> [TASK DATA]
•••••

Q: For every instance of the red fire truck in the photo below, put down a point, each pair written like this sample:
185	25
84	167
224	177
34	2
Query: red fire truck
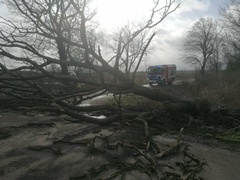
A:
161	74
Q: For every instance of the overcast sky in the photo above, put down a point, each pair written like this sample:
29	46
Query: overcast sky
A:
167	44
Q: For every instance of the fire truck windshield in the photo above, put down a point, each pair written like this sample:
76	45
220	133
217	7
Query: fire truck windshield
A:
155	70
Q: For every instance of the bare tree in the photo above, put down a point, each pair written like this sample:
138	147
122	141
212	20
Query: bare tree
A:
199	44
230	18
62	34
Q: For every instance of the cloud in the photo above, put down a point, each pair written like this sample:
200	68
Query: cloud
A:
193	5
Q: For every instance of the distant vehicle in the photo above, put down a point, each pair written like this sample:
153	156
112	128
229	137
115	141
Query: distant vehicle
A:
161	74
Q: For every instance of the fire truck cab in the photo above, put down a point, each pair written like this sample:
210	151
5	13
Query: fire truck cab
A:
161	74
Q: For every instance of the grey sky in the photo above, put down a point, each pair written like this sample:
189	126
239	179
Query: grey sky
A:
167	43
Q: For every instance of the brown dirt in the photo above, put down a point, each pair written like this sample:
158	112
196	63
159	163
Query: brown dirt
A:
64	160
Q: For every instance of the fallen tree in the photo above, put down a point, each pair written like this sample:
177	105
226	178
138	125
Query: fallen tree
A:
59	64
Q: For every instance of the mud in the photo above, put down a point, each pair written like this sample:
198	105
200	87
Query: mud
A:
46	146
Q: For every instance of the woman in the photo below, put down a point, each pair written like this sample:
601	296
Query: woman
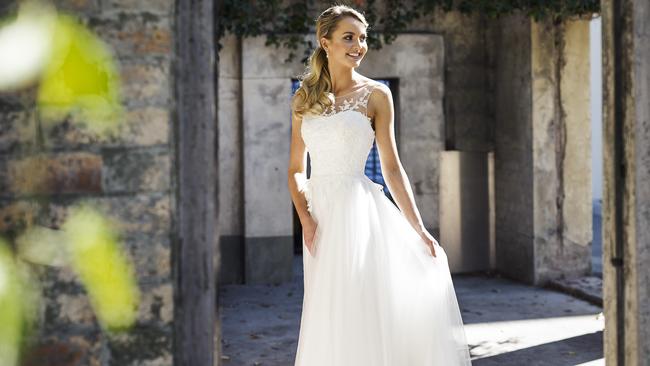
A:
378	290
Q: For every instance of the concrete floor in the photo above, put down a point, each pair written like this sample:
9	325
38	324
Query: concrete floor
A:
506	323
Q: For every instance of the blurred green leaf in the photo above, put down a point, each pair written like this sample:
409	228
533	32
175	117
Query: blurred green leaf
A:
80	78
103	268
11	314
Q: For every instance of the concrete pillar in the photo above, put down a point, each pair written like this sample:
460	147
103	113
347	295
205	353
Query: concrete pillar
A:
626	197
542	167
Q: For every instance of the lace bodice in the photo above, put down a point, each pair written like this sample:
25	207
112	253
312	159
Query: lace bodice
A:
339	140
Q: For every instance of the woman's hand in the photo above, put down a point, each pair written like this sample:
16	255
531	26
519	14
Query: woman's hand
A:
309	233
429	240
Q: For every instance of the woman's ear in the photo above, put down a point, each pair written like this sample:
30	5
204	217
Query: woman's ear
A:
323	44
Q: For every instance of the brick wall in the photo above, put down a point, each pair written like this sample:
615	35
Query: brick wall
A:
128	175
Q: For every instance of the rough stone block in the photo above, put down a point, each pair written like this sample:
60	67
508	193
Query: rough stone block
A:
136	170
17	129
56	349
142	127
146	83
151	255
143	345
156	305
135	35
161	7
55	174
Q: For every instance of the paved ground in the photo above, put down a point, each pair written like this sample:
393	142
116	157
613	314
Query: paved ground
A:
507	323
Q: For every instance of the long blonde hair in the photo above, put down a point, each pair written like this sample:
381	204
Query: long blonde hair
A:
312	97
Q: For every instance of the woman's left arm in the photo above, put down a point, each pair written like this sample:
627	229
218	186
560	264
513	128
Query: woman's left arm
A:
381	103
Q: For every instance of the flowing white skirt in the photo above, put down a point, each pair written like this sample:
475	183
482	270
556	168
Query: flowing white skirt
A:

•••••

> [SHORT TASK] Format every line of the records above as a two-column Markdown table, with a Row column numbering each line and a Text column holding the line itself. Skip blank lines and omit the pictures.

> [TASK ANSWER]
| Row | Text |
|---|---|
| 1 | Q: For every instance of the red fire truck in the photo below, put down a point, each pair written like this sample: |
| 2 | 185	25 |
| 3 | 84	167 |
| 4 | 224	177 |
| 5 | 34	2 |
| 6 | Query: red fire truck |
| 7 | A: |
| 8 | 161	74 |
| 9 | Q: For every instance of the overcast sky in the photo above, put down a point, each pair written like this sample: |
| 10 | 29	46 |
| 11 | Query: overcast sky |
| 12 | A: |
| 13 | 167	44 |
| 14 | Q: For every instance of the fire truck windshield in the photo above, put down a point, each pair written like this sample: |
| 15 | 76	45 |
| 16 | 220	133 |
| 17 | 217	7 |
| 18 | Query: fire truck windshield |
| 19 | A: |
| 20 | 155	70 |
| 21 | Q: For every instance of the bare tree in the photo above, put down a point, each pair written like this sample: |
| 22 | 138	147 |
| 23 | 122	141 |
| 24 | 212	20 |
| 25 | Query: bare tree |
| 26 | A: |
| 27 | 199	44 |
| 28 | 230	18 |
| 29 | 62	34 |
| 30 | Q: For every instance of the cloud in the photo above, put down a point, each pair written like this sample: |
| 31 | 200	68 |
| 32 | Query: cloud |
| 33 | A: |
| 34 | 193	5 |
| 35 | Q: For every instance of the distant vehicle in the photo above, put down a point, each pair written like this sample: |
| 36 | 153	156 |
| 37 | 112	128 |
| 38 | 229	137 |
| 39 | 115	141 |
| 40 | Query: distant vehicle |
| 41 | A: |
| 42 | 161	74 |
| 43 | Q: For every instance of the fire truck cab in the photo above, put down a point, each pair written like this sample: |
| 44 | 210	151 |
| 45 | 5	13 |
| 46 | Query: fire truck cab |
| 47 | A: |
| 48 | 161	74 |
| 49 | Q: For every instance of the grey sky in the photo above, put down a point, each pair written like this sample: |
| 50 | 189	126 |
| 51 | 239	179 |
| 52 | Query: grey sky |
| 53 | A: |
| 54 | 167	43 |
| 55 | Q: For every instance of the brown dirt in the photo above, put down a point, each pair written like this sample: |
| 56 | 158	112 |
| 57 | 196	63 |
| 58 | 159	163 |
| 59 | Query: brown dirt |
| 60 | A: |
| 61 | 64	160 |
| 62 | Q: For every instance of the fallen tree in the photo above, put down a point, each pair written like this sample: |
| 63 | 177	105 |
| 64 | 226	178 |
| 65 | 138	125 |
| 66 | Query: fallen tree |
| 67 | A: |
| 68 | 59	64 |
| 69 | Q: For every instance of the mud in the photo above, put down a point, each pair written like this sample: |
| 70 | 198	105 |
| 71 | 200	87 |
| 72 | Query: mud |
| 73 | A: |
| 74 | 46	146 |
| 75 | Q: For every instance of the woman in the photo below, put down a point, each pair written like this sample: |
| 76 | 601	296 |
| 77 | Query: woman |
| 78 | A: |
| 79 | 378	290 |
| 80 | Q: For every instance of the concrete floor in the photo above, put down a point, each pair written like this sample: |
| 81 | 9	325 |
| 82 | 38	324 |
| 83 | Query: concrete floor |
| 84 | A: |
| 85 | 506	323 |
| 86 | Q: For every instance of the blurred green leaf in the photo above, put down a point, each pair written like this sample: |
| 87 | 409	228 |
| 88 | 533	32 |
| 89 | 175	117 |
| 90 | Query: blurred green leaf |
| 91 | A: |
| 92 | 80	78 |
| 93 | 103	268 |
| 94 | 11	314 |
| 95 | Q: For every instance of the concrete pillar in the photo above, put down a point, each pair written like this sample: |
| 96 | 460	147 |
| 97 | 103	113 |
| 98 | 347	295 |
| 99 | 205	353 |
| 100 | Query: concrete pillar |
| 101 | A: |
| 102 | 626	197 |
| 103 | 542	167 |
| 104 | Q: For every instance of the lace bodice in the photo above, put down a point, each pair written like this sample: |
| 105 | 25	207 |
| 106 | 112	253 |
| 107 | 312	159 |
| 108 | Query: lace bodice |
| 109 | A: |
| 110 | 339	140 |
| 111 | Q: For every instance of the woman's hand in the photo above, put down a point, each pair written like this sample: |
| 112 | 16	255 |
| 113 | 531	26 |
| 114 | 519	14 |
| 115 | Query: woman's hand |
| 116 | A: |
| 117 | 309	233 |
| 118 | 429	240 |
| 119 | Q: For every instance of the woman's ear in the photo above, put down a point, each pair written like this sample: |
| 120 | 30	5 |
| 121 | 204	217 |
| 122 | Query: woman's ear |
| 123 | A: |
| 124 | 323	44 |
| 125 | Q: For every instance of the brick wall in the photo above, put down a point, each pair written like this sample: |
| 126 | 615	35 |
| 127 | Query: brick wall |
| 128 | A: |
| 129 | 128	175 |
| 130 | Q: For every instance of the rough stone block in the photo above, put down a point, each pair written like this sample: |
| 131 | 60	67 |
| 132 | 508	193 |
| 133 | Query: rough stone block |
| 134 | A: |
| 135 | 136	170 |
| 136 | 17	129 |
| 137 | 56	349 |
| 138 | 142	127 |
| 139 | 146	83 |
| 140 | 151	255 |
| 141 | 143	345 |
| 142 | 156	305 |
| 143 | 135	35 |
| 144 | 161	7 |
| 145 | 55	174 |
| 146 | Q: For every instance of the paved ground in the photo above, put down a point, each pair written like this sample: |
| 147 | 393	142 |
| 148 | 116	157 |
| 149 | 613	314 |
| 150 | Query: paved ground |
| 151 | A: |
| 152 | 507	323 |
| 153 | Q: For every instance of the long blonde hair in the photo above, put down a point, each pair written like this sample: |
| 154 | 381	204 |
| 155 | Query: long blonde hair |
| 156 | A: |
| 157 | 312	97 |
| 158 | Q: For every instance of the woman's left arm in the photo above, put down a point, each pair written like this sample: |
| 159 | 627	229 |
| 160 | 218	186 |
| 161 | 560	264 |
| 162 | 513	128 |
| 163 | Query: woman's left arm |
| 164 | A: |
| 165 | 381	103 |
| 166 | Q: For every instance of the flowing white skirt in the photo above, put down a point, each pair written like this sample: |
| 167 | 475	183 |
| 168 | 482	270 |
| 169 | 556	168 |
| 170 | Query: flowing white skirt |
| 171 | A: |